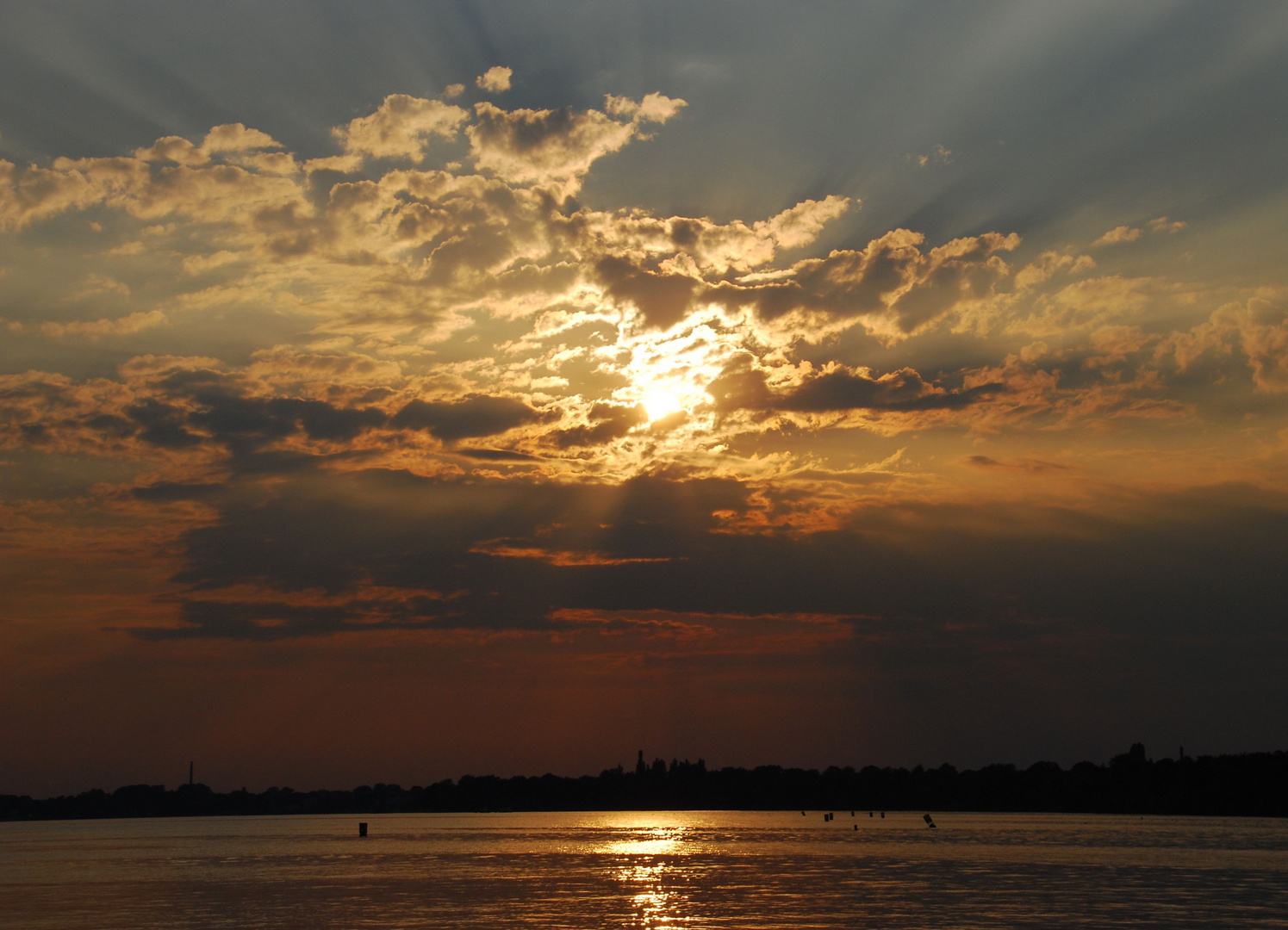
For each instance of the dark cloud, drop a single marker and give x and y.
(608, 421)
(843, 389)
(484, 554)
(741, 386)
(663, 299)
(496, 455)
(476, 415)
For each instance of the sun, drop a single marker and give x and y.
(660, 402)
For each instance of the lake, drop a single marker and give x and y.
(647, 870)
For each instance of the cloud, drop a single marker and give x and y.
(1163, 226)
(1121, 233)
(98, 329)
(744, 387)
(476, 415)
(939, 155)
(495, 78)
(553, 146)
(1256, 329)
(401, 127)
(607, 421)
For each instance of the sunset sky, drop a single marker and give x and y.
(392, 390)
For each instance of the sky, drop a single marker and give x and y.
(397, 390)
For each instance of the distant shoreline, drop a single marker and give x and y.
(1246, 784)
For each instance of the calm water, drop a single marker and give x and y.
(647, 870)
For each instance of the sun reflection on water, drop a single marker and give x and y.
(648, 878)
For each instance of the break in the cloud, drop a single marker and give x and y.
(413, 390)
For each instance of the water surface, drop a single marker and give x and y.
(647, 870)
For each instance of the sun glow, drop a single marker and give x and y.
(660, 402)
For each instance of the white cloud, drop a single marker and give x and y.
(495, 78)
(1121, 233)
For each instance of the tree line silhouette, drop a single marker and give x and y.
(1254, 784)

THE TASK: Print the listing verbatim; no pictures.

TASK RESULT:
For each instance of the dark cloud, drop a single marker and give x and y.
(608, 421)
(843, 389)
(484, 554)
(741, 386)
(663, 299)
(496, 455)
(476, 415)
For each instance of the sun, drop a single marker and give x and y.
(660, 402)
For each instance of the lake, drop a single marker and give x and y.
(647, 870)
For each instance of the cloud, drop a single marker and give x and y.
(1163, 226)
(1121, 233)
(98, 329)
(744, 387)
(476, 415)
(939, 155)
(495, 78)
(553, 146)
(1256, 329)
(401, 127)
(607, 421)
For each instance of the sunset sky, drop a single marker and give x and y.
(392, 390)
For each instance of the sky, drop a single marker and give x and y.
(397, 390)
For each instance of the distant shoreline, drop a single marker and give x and y.
(1246, 784)
For each instance of the calm water, drop a single marker and give x and y.
(647, 870)
For each instance of the sun reflection on water, drop a single marker and give x and y.
(648, 878)
For each instance of the break in the cloud, drop a single marker and give x and y.
(413, 390)
For each instance of the water surface, drop a single marker and give x and y.
(647, 870)
For each instance of the sun glow, drop a single marker and give x and y.
(660, 402)
For each instance of the white cloud, drop a single marker and give x and y.
(495, 78)
(1121, 233)
For each instance of the tree line silhouette, drop a single marker and give x and y.
(1254, 784)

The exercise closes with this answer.